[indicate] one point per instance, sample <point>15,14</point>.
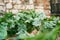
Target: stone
<point>9,6</point>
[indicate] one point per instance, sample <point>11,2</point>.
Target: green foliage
<point>24,22</point>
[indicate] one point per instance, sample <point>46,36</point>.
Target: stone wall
<point>18,5</point>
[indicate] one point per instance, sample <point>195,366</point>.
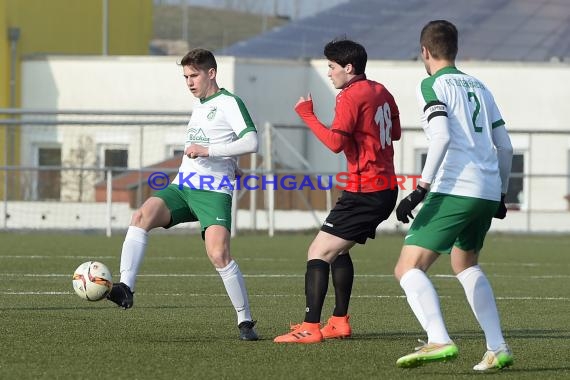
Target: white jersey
<point>470,166</point>
<point>218,119</point>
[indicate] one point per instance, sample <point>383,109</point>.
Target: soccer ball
<point>92,281</point>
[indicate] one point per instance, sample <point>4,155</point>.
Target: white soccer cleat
<point>501,358</point>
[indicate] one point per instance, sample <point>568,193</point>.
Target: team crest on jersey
<point>212,113</point>
<point>197,136</point>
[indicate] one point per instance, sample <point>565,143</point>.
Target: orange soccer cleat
<point>337,327</point>
<point>303,333</point>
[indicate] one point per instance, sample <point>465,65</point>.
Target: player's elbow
<point>336,148</point>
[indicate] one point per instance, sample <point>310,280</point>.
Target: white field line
<point>370,296</point>
<point>263,275</point>
<point>264,259</point>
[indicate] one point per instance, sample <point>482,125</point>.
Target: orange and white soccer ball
<point>92,281</point>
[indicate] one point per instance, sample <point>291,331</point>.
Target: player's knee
<point>219,259</point>
<point>137,218</point>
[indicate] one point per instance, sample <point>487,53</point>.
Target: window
<point>49,181</point>
<point>116,158</point>
<point>515,193</point>
<point>421,156</point>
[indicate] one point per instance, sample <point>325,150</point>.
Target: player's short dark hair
<point>200,59</point>
<point>440,37</point>
<point>343,52</point>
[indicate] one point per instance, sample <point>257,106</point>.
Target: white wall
<point>531,97</point>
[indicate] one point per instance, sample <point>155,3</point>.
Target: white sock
<point>424,302</point>
<point>235,287</point>
<point>480,296</point>
<point>132,255</point>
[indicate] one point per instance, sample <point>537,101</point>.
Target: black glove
<point>404,209</point>
<point>502,210</point>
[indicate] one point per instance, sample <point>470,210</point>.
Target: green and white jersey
<point>470,166</point>
<point>218,119</point>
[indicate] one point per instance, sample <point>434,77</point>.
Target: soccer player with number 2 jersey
<point>466,173</point>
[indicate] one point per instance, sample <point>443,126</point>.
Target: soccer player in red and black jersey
<point>365,124</point>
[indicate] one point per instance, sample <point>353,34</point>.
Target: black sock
<point>343,276</point>
<point>316,285</point>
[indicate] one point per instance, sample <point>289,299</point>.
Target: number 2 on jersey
<point>384,120</point>
<point>471,95</point>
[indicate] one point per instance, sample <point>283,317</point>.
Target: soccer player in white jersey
<point>220,129</point>
<point>466,172</point>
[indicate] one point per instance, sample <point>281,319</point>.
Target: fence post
<point>253,195</point>
<point>109,201</point>
<point>269,194</point>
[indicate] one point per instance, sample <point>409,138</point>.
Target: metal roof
<point>498,30</point>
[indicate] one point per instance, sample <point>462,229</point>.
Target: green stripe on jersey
<point>497,123</point>
<point>427,84</point>
<point>244,113</point>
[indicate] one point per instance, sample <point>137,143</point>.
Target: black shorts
<point>356,216</point>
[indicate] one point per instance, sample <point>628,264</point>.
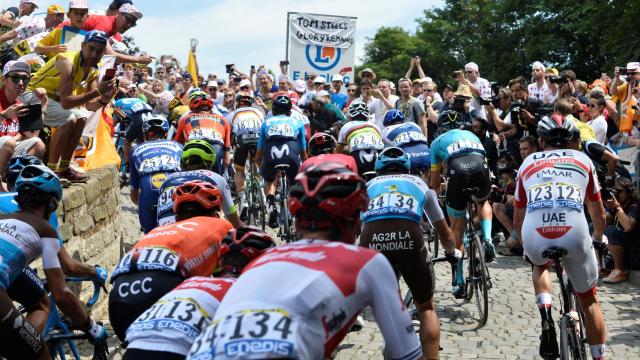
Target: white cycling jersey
<point>298,301</point>
<point>173,322</point>
<point>552,186</point>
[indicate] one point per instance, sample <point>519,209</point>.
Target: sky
<point>249,32</point>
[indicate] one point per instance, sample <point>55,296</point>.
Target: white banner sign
<point>311,53</point>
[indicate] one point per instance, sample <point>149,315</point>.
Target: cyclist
<point>130,112</point>
<point>392,226</point>
<point>467,167</point>
<point>167,329</point>
<point>201,123</point>
<point>409,137</point>
<point>26,236</point>
<point>246,122</point>
<point>307,315</point>
<point>361,139</point>
<point>281,141</point>
<point>198,156</point>
<point>552,187</point>
<point>27,288</point>
<point>321,143</point>
<point>152,161</point>
<point>169,254</point>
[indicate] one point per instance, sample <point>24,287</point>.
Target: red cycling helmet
<point>203,193</point>
<point>329,195</point>
<point>241,246</point>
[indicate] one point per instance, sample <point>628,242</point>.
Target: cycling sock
<point>485,225</point>
<point>544,305</point>
<point>597,351</point>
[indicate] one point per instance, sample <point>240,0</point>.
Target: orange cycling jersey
<point>210,127</point>
<point>189,247</point>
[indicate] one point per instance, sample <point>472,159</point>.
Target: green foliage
<point>505,36</point>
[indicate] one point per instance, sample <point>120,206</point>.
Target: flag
<point>192,67</point>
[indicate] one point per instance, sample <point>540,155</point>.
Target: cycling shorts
<point>365,160</point>
<point>27,288</point>
<point>241,154</point>
<point>133,293</point>
<point>280,152</point>
<point>466,171</point>
<point>402,243</point>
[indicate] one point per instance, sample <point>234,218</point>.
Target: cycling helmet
<point>197,191</point>
<point>321,143</point>
<point>199,99</point>
<point>241,246</point>
<point>556,130</point>
<point>198,151</point>
<point>15,166</point>
<point>449,120</point>
<point>39,178</point>
<point>358,111</point>
<point>281,105</point>
<point>328,195</point>
<point>393,159</point>
<point>393,116</point>
<point>155,122</point>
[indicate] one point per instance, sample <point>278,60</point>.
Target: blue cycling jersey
<point>282,128</point>
<point>8,205</point>
<point>151,162</point>
<point>454,143</point>
<point>396,197</point>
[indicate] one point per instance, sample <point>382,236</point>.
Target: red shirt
<point>8,127</point>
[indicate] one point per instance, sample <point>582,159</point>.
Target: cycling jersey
<point>151,162</point>
<point>188,247</point>
<point>452,144</point>
<point>173,322</point>
<point>20,245</point>
<point>165,212</point>
<point>400,196</point>
<point>307,315</point>
<point>360,135</point>
<point>552,186</point>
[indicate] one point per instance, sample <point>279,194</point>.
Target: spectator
<point>383,99</point>
<point>623,231</point>
<point>12,141</point>
<point>538,87</point>
<point>411,108</point>
<point>73,91</point>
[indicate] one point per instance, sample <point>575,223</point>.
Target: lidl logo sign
<point>323,58</point>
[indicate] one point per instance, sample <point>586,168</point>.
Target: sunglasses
<point>16,79</point>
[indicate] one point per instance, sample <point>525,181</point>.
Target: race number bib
<point>157,258</point>
<point>182,313</point>
<point>408,137</point>
<point>159,163</point>
<point>271,332</point>
<point>283,130</point>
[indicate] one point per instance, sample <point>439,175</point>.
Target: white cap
<point>471,67</point>
<point>633,65</point>
<point>12,66</point>
<point>319,80</point>
<point>131,10</point>
<point>299,85</point>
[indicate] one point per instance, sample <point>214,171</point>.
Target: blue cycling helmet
<point>15,166</point>
<point>155,122</point>
<point>393,158</point>
<point>39,178</point>
<point>393,116</point>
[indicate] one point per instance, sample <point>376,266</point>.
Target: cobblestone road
<point>512,329</point>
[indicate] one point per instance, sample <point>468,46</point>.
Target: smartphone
<point>109,74</point>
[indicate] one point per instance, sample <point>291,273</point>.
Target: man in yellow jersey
<point>71,81</point>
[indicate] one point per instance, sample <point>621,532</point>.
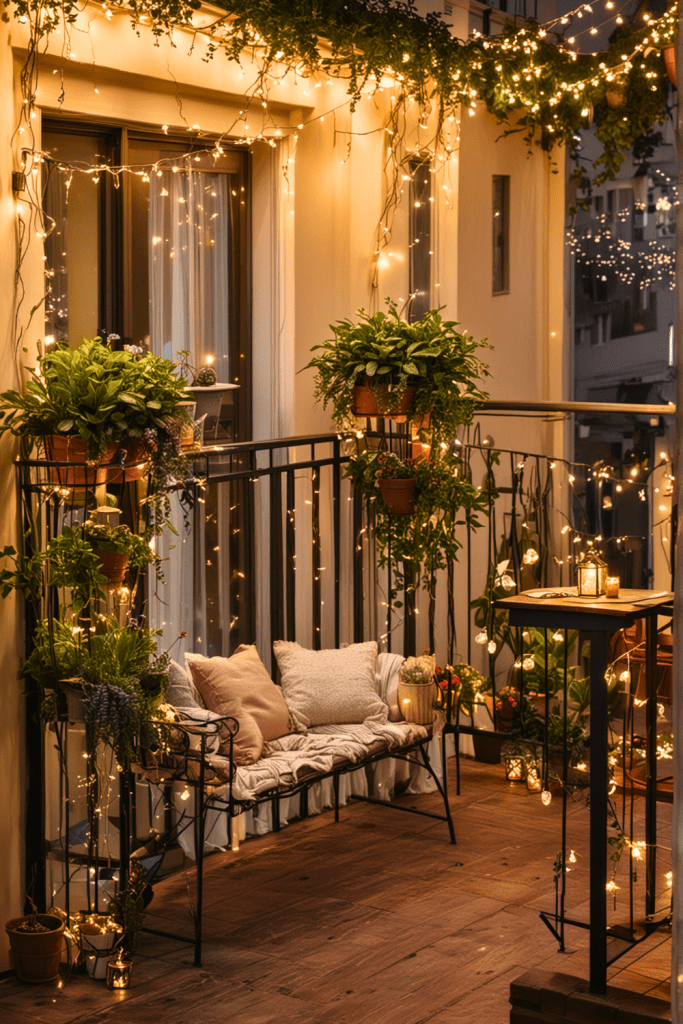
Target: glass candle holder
<point>534,783</point>
<point>119,972</point>
<point>515,767</point>
<point>591,574</point>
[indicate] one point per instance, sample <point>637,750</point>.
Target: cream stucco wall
<point>11,734</point>
<point>315,207</point>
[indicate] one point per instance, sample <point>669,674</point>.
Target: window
<point>156,257</point>
<point>501,276</point>
<point>160,257</point>
<point>420,239</point>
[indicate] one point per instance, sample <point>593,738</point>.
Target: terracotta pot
<point>66,448</point>
<point>132,461</point>
<point>669,54</point>
<point>366,403</point>
<point>615,93</point>
<point>487,745</point>
<point>37,954</point>
<point>416,701</point>
<point>505,717</point>
<point>114,564</point>
<point>397,495</point>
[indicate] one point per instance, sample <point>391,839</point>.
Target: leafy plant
<point>75,391</point>
<point>122,541</point>
<point>67,561</point>
<point>418,670</point>
<point>468,685</point>
<point>127,905</point>
<point>389,353</point>
<point>389,466</point>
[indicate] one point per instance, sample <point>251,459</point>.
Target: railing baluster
<point>290,556</point>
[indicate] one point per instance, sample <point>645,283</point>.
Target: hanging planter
<point>36,941</point>
<point>113,564</point>
<point>397,496</point>
<point>669,54</point>
<point>384,366</point>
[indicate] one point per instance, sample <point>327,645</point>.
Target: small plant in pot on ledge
<point>205,388</point>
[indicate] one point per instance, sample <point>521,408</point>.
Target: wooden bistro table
<point>601,616</point>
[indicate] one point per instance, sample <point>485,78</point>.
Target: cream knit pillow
<point>330,687</point>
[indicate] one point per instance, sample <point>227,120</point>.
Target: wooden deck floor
<point>374,921</point>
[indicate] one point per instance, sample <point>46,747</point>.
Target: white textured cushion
<point>330,687</point>
<point>181,690</point>
<point>199,720</point>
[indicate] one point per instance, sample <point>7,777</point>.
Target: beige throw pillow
<point>330,687</point>
<point>243,683</point>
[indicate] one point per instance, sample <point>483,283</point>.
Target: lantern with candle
<point>591,574</point>
<point>119,972</point>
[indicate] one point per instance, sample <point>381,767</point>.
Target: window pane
<point>501,276</point>
<point>72,205</point>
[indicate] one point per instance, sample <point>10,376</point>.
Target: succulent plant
<point>206,377</point>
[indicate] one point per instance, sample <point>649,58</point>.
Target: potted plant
<point>69,403</point>
<point>507,707</point>
<point>118,549</point>
<point>395,478</point>
<point>36,941</point>
<point>416,689</point>
<point>207,391</point>
<point>385,366</point>
<point>428,538</point>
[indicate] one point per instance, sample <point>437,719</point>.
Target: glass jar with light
<point>591,574</point>
<point>118,973</point>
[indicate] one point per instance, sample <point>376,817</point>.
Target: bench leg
<point>442,787</point>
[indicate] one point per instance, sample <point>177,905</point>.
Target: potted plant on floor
<point>384,366</point>
<point>36,941</point>
<point>417,689</point>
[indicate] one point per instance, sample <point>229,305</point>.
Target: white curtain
<point>188,246</point>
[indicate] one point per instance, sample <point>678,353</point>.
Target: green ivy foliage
<point>359,41</point>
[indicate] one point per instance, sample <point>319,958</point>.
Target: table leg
<point>598,934</point>
<point>651,785</point>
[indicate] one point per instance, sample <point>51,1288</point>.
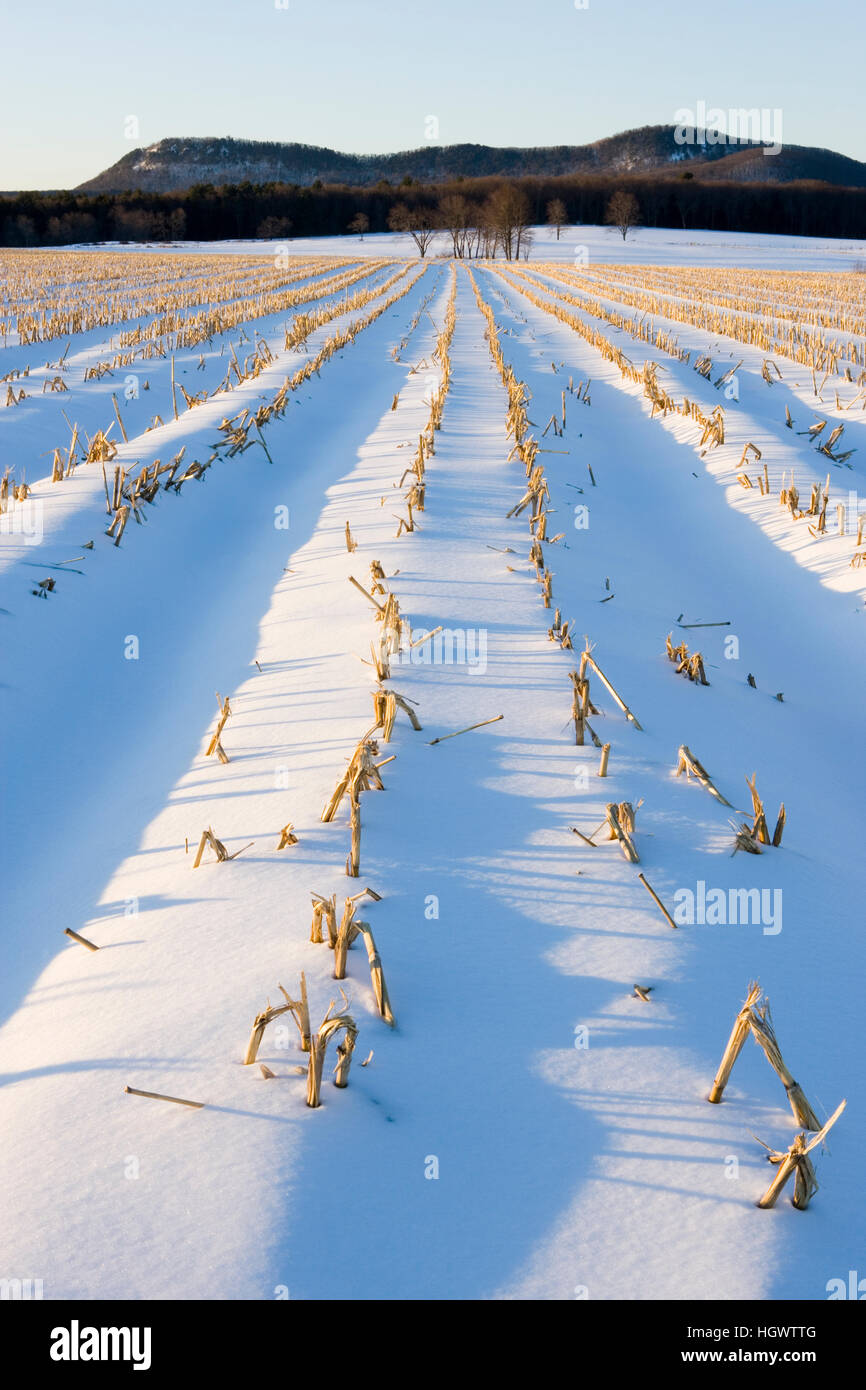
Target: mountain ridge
<point>175,163</point>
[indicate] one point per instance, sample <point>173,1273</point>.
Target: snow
<point>563,1171</point>
<point>642,246</point>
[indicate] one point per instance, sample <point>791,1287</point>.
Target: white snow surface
<point>565,1171</point>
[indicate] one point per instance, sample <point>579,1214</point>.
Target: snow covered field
<point>644,246</point>
<point>531,1127</point>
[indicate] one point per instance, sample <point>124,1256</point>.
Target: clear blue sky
<point>363,75</point>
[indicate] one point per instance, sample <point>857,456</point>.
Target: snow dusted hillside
<point>531,1127</point>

----------------------------------------

**Problem statement**
Ending at the line with "instance, sample <point>257,106</point>.", reproduce exactly the lines that begin at the top of the data, and include no pictures.

**Solution**
[indicate] one point per instance, sample <point>15,14</point>.
Target: stone
<point>9,6</point>
[indicate] one point per instance, sample <point>11,2</point>.
Target: green foliage
<point>24,22</point>
[indicate] one point per instance, sample <point>46,36</point>.
Target: stone wall
<point>18,5</point>
[indicate] one point per instance, sample <point>195,366</point>.
Target: white jersey
<point>470,166</point>
<point>218,119</point>
[indicate] one point per instance, sample <point>383,109</point>.
Target: soccer ball
<point>92,281</point>
[indicate] one point per instance, sample <point>4,155</point>.
Target: white soccer cleat
<point>501,358</point>
[indicate] one point per instance, sample <point>568,193</point>.
Target: team crest on jersey
<point>212,113</point>
<point>197,136</point>
[indicate] one point per instance, sample <point>565,143</point>.
Target: orange soccer cleat
<point>337,327</point>
<point>303,333</point>
[indicate] one point per instance, sample <point>465,65</point>.
Target: player's elbow
<point>336,148</point>
[indicate] one point per instance, sample <point>310,280</point>.
Target: white field line
<point>370,296</point>
<point>263,275</point>
<point>264,259</point>
[indicate] one point per instance, sample <point>482,125</point>.
Target: orange and white soccer ball
<point>92,281</point>
[indicate] one point per instance, sample <point>291,331</point>.
Target: player's knee
<point>219,259</point>
<point>137,218</point>
[indicate] one point per instance, sample <point>487,53</point>.
Target: window
<point>49,181</point>
<point>116,158</point>
<point>515,193</point>
<point>421,156</point>
[indicate] one point per instance, sample <point>325,150</point>.
Target: player's short dark hair
<point>200,59</point>
<point>440,37</point>
<point>343,52</point>
[indicate] one point per instance, sample <point>257,106</point>.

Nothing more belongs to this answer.